**EXERCISE:**
From the boot loop forum thread below, list each post's author name and date in the order the posts appear.

**EXCERPT PROVIDED:**
──────────
# Boot Loop Now want to root and back up extreme noobie though lol



## KrystyonWayne (May 13, 2013)

Got it out of loop but now I am worried it will go back into it sometime and wont be able to get out of it. I am new to all the technical sides of phone so what I am wondering is if I rooted the phone would I be able to stop it from doing again. Also wondering if rooted would I need new roms installed and if so what is the best on all of this I want my phone to work great and not jack up all the time. I also want to remove every app I don't use that was preinstalled on this cause I only use maybe about 5 of them.


----------



## KrystyonWayne (May 13, 2013)

Also needing to know what I have on my phone cause I see things saying FF1 and GC1 and stuff like that?


----------



## Furcht (Mar 4, 2013)
──────────
**MATERIAL PROVIDED:**
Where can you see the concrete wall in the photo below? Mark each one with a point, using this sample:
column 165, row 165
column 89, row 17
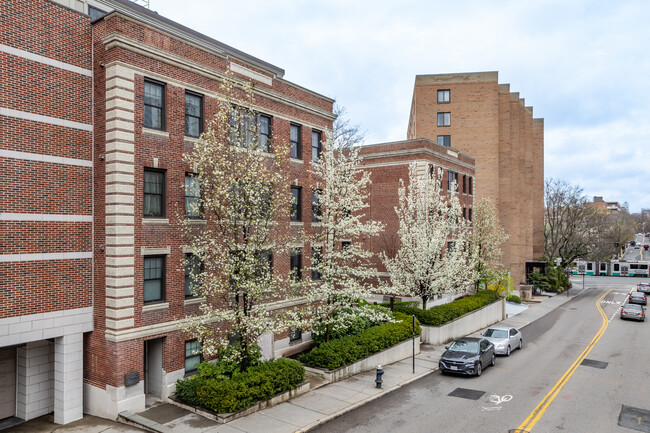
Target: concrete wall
column 388, row 356
column 465, row 325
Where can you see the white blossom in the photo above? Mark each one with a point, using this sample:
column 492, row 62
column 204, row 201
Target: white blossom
column 344, row 265
column 487, row 236
column 245, row 199
column 435, row 255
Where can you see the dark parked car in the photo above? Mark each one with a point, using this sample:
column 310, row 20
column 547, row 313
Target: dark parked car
column 633, row 311
column 636, row 297
column 467, row 356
──────────
**OUTPUT FOR THIS TASK:**
KrystyonWayne, May 13, 2013
KrystyonWayne, May 13, 2013
Furcht, Mar 4, 2013